Given text:
■ ■ ■

On November 5, 1970, appellants were employed by the senior Mullendores to collect all or as much as possible of the proceeds of life insurance policies having a combined face value of $15 million. These policies had insured the life of the senior Mullendores' deceased son, E. C. Mullendore, III. The policies were all owned by the son's wife, Linda, and she was designated as the beneficiary. At this time, the senior Mullendores were confronted with large debts held by both secured and unsecured creditors. Appellants received no retainer and no written agreement of any fee arrangement was made.

■ ■ ■

Supplied information:
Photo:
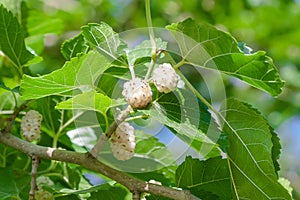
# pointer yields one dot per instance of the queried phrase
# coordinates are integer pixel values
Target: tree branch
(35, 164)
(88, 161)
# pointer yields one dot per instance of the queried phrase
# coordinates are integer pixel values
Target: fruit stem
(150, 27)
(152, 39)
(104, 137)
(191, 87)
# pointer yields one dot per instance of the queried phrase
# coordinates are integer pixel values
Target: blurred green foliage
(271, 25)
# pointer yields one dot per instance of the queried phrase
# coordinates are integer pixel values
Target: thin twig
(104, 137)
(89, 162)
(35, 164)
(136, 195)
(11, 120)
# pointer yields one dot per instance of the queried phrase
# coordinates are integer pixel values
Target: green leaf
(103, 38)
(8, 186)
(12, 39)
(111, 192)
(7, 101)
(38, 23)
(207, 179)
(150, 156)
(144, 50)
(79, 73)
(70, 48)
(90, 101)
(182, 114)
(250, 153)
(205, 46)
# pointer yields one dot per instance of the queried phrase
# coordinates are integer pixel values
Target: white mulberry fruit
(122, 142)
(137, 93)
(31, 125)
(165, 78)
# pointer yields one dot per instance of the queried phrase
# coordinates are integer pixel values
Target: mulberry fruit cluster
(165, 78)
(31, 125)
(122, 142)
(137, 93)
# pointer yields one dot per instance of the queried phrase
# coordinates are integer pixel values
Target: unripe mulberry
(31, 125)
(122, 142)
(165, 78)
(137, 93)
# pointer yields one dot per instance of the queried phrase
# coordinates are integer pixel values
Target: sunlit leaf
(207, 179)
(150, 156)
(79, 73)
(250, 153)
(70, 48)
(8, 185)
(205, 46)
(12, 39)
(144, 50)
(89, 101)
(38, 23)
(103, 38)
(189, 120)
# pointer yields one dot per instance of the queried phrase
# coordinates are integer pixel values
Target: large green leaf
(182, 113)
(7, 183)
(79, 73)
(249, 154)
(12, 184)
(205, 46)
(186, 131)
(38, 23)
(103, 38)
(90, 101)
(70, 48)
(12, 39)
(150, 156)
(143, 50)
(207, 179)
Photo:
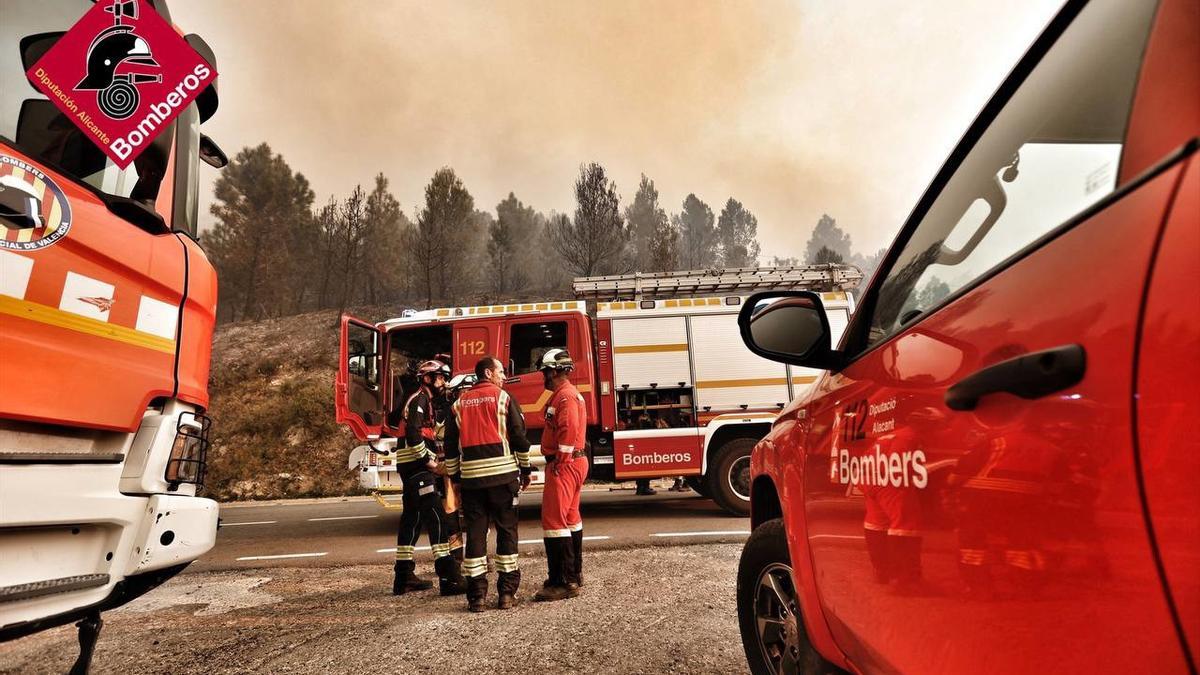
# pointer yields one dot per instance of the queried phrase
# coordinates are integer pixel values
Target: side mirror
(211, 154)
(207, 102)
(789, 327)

■ ■ ■

Instructions for the task: Continue the passage about the Mullendore insurance proceeds from its last sentence. The items stand apart from the passage about the Mullendore insurance proceeds.

Response:
Appellants proceeded to work on the problem. On December 15, 1970, an agreement with Linda and the senior Mullendores was executed and provided, inter alia, that Linda would retain $5 million of the life insurance proceeds and the remainder would go to the senior Mullendores. On April 15, 1971, the senior Mullendores and their daughter and her husband, Katsy and John Mecom, Jr., executed an agreement with appellants concerning the attorneys' fees. That agreement provided, inter alia, that appellants would receive 20% of the amount recovered from an action against the insurance companies and Linda Mullendore. Also on April 15, 1971, a Chapter XI petition was filed on behalf of the senior Mullendores by appellants and Edmondson (now associated in the matter with an understanding he would share in the contingent fee arrangement). Two secured creditors had claims for over $8 million. Because of the complexity of the matters, appellants and Edmondson hired Ungerman, who had extensive experience in bankruptcy matters; Ungerman was to be paid by the other three attorneys regardless of the litigation's outcome.

Amended pleadings were filed on April 27, 1971, to effectuate the strategy decided upon: proceed under Chapter XI and have the secured creditors restrained by court orders. The district court appointed co-receivers in an order filed on May 11, 1971.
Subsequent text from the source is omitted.